WORK INSTRUCTIONS:
[a] Copy out the International Literacy Day article word for word, everything from "Today, September 8, is" down to "youth and adults.".
[b] Continue the International Literacy Day article past its last sentence.

EXTRACTED TEXT:
■ ■ ■ ■ ■
Today, September 8, is the United Nations’ International Literacy Day which this year focuses on “Literacy teaching and learning in the COVID-19 crisis and beyond.” The theme highlights literacy learning in a lifelong learning perspective, and therefore, mainly focuses on youth and adults.
“The recent COVID-19 crisis have been a stark reminder of the existing gap between policy discourse and reality: a gap that already existed in the pre-COVID-19 era and negatively affects the learning of youth and adults, who have no or low literacy skills, and therefore, tend to face multiple disadvantages,” states the UN.
At Bread and Water for Africa®, for more than 20 years — long before the current coronavirus pandemic which is creating great educational hardships for children and youth throughout Sub-Saharan Africa — thanks to our supporters we have been providing educational opportunities for thousands of students, specifically in the area of literacy the foundation of learning, by constructing schools and classroom additions, as well as paying school fees for students who would otherwise have no opportunity for an education.
Over the years and decades, some 15,000 students have been able to attend schools we have constructed, such as the Kipkeino Primary School and the Kebeneti Secondary School in Kenya, as well as schools in Sierra Leone, and had their school fees paid in the knowledge that education is the key to their success in the future and a life out of dire poverty.
■ ■ ■ ■ ■
EXTRACTED RECORDS:

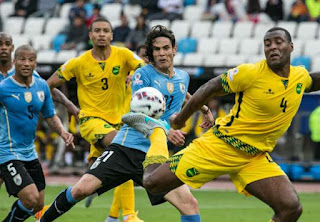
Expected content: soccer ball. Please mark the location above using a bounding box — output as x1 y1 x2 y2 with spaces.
130 87 166 119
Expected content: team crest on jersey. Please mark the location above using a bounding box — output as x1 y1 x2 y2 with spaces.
132 73 143 85
37 91 44 102
13 173 22 186
296 83 302 94
24 92 32 103
179 82 186 94
186 167 200 177
228 68 239 81
112 66 120 75
167 82 174 93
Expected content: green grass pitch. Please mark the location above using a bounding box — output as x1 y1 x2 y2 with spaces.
0 186 320 222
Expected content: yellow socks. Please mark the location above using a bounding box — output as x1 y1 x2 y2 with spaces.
143 128 169 168
109 180 135 218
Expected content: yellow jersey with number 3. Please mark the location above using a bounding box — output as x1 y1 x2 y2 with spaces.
58 46 143 124
216 60 312 152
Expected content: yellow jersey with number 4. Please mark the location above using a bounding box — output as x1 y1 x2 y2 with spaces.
214 60 312 154
58 46 143 124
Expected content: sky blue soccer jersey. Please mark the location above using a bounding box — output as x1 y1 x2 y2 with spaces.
112 65 190 152
0 75 55 164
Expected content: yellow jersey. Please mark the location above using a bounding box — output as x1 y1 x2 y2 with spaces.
58 46 143 124
214 60 312 154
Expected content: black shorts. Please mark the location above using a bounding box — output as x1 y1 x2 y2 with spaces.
0 159 46 197
86 143 166 205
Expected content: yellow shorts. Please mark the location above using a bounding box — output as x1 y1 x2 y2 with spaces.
79 117 121 160
169 129 285 194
■ ■ ■ ■ ■
OUTPUTS IN ORDER:
[a]
Today, September 8, is the United Nations’ International Literacy Day which this year focuses on “Literacy teaching and learning in the COVID-19 crisis and beyond.” The theme highlights literacy learning in a lifelong learning perspective, and therefore, mainly focuses on youth and adults.

[b]
In addition, nearly 200,000 students in Ethiopia, Sierra Leone, Uganda and elsewhere have benefited from the tens of thousands of school and text books we have shipped to the libraries of dozens of schools and universities for use by students and faculty members since 2014.
Since the coronavirus began in March forcing countless schools throughout Sub-Saharan Africa, we have continued our mission of working with our partners in countries including Cameroon, Chad ,Ethiopia, Kenya, Sierra Leone, Uganda, Zambia and Zimbabwe to ensure children are able to continue their educations despite the massive challenges they face due to a lack of resources, persistent nationwide blackouts and no available internet service which creates not just a digital divide — but a digital chasm — that must be overcome.
Today, on International Literacy Day, we thank all of our supporters who made what we do possible, and continue to help us and our partners in our ongoing mission of educating children throughout the African continent regardless of the devastating pandemic.